#### [WHAT TO WORK ON]
Set down exactly the lines from the one containing "Place a dot on every instance of the albi" through the last line of the records below, both included, and nothing else.

#### [STORED RECORDS]
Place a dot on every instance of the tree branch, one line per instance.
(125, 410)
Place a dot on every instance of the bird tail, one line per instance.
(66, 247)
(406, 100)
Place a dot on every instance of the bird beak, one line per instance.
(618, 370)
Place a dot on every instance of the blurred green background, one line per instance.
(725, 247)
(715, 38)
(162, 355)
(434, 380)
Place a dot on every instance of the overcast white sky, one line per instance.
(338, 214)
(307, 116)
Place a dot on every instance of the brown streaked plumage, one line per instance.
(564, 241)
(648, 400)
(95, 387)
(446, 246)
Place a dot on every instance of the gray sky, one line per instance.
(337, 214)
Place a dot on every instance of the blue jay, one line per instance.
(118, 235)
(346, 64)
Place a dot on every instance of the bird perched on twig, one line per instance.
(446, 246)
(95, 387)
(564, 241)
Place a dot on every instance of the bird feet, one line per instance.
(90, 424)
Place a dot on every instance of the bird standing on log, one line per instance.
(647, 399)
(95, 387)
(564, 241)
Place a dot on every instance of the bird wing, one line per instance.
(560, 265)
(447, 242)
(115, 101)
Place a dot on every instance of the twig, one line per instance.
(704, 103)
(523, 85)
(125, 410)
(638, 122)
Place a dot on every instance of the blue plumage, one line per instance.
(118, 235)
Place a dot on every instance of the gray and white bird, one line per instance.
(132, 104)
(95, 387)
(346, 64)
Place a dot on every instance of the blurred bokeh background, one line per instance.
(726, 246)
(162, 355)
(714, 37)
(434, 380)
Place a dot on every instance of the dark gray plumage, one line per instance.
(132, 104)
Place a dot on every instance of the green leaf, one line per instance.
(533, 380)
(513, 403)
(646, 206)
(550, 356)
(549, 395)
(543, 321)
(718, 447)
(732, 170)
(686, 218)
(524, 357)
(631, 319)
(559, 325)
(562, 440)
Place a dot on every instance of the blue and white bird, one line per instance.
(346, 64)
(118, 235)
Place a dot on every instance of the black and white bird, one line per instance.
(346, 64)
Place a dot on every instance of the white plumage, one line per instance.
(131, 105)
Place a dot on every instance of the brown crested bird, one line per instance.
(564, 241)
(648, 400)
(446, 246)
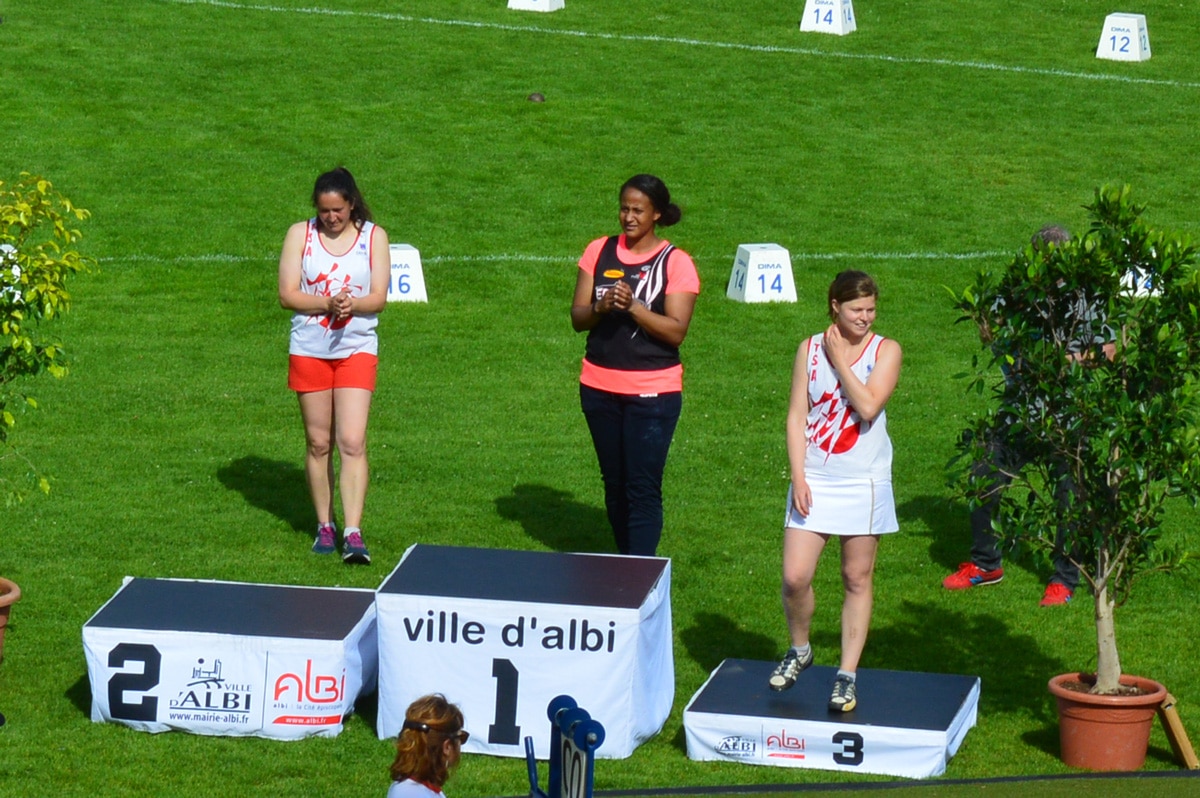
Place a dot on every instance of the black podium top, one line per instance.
(895, 699)
(234, 609)
(539, 577)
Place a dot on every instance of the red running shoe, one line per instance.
(971, 576)
(1056, 593)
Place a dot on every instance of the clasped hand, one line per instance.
(341, 305)
(618, 298)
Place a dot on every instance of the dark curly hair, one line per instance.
(341, 181)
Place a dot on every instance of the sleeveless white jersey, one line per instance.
(325, 275)
(840, 443)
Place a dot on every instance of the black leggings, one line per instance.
(631, 437)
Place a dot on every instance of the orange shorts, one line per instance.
(309, 375)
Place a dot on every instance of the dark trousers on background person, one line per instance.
(631, 437)
(984, 546)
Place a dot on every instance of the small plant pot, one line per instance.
(9, 595)
(1105, 732)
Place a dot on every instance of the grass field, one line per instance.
(928, 143)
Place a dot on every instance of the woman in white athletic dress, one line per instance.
(840, 457)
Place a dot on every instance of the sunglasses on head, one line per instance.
(462, 735)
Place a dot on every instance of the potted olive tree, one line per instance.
(1097, 342)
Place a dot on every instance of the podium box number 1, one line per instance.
(762, 273)
(407, 279)
(1125, 39)
(828, 17)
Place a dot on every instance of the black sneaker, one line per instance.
(843, 699)
(786, 672)
(354, 551)
(325, 543)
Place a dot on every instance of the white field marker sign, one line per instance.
(762, 273)
(834, 17)
(1125, 39)
(535, 5)
(407, 279)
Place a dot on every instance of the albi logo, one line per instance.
(317, 689)
(785, 745)
(208, 690)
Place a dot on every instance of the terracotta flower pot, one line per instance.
(1105, 732)
(9, 595)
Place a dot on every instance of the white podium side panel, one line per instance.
(834, 17)
(503, 659)
(407, 276)
(227, 683)
(906, 725)
(762, 273)
(1125, 39)
(503, 664)
(535, 5)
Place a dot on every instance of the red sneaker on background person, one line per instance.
(1056, 594)
(971, 576)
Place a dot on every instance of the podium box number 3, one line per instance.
(828, 17)
(407, 279)
(1125, 39)
(762, 273)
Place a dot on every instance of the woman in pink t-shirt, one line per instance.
(634, 295)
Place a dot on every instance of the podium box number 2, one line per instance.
(1125, 39)
(762, 273)
(407, 279)
(828, 17)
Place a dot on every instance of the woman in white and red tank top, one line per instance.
(334, 275)
(840, 459)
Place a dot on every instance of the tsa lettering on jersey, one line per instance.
(834, 426)
(333, 282)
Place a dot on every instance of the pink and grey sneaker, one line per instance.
(971, 576)
(354, 551)
(327, 540)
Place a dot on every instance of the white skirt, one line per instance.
(846, 507)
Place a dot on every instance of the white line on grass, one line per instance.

#### [RESPONSE TO THE EXERCISE]
Place a dot on every instance of the albi logo, one line per instance.
(317, 689)
(785, 745)
(208, 690)
Place a dot on every instance of the terracotta flower pot, one line per instance.
(1105, 732)
(9, 595)
Place a dot on every instance of the white podium side panel, one line per instance.
(834, 17)
(503, 659)
(407, 276)
(227, 683)
(906, 725)
(762, 273)
(1125, 39)
(503, 664)
(535, 5)
Place a dot on every instance of the red sneaker on background person, one line per instance.
(1056, 594)
(971, 576)
Place a dot on every instance of the podium box number 3, one line per instance.
(828, 17)
(407, 279)
(1125, 39)
(762, 273)
Place a dot on every instance of the woman in pink t-shirt, one line per instance.
(634, 295)
Place a dot on every instance of the podium box number 2, one line per instance.
(1125, 39)
(762, 273)
(407, 279)
(828, 17)
Place a dot on every instance of the woman in white and red tank top, one line per instance.
(334, 275)
(840, 459)
Place a dot on every instance of the tsa lettering on jersey, one line per instance.
(834, 426)
(333, 282)
Place a dot on every instance of the pink and grey sneaker, one line per instance.
(971, 576)
(354, 551)
(327, 540)
Place a dot on every instance of the white skirt, one line per instance.
(846, 507)
Place a dot on every instance of the white line on grass, one line per instance.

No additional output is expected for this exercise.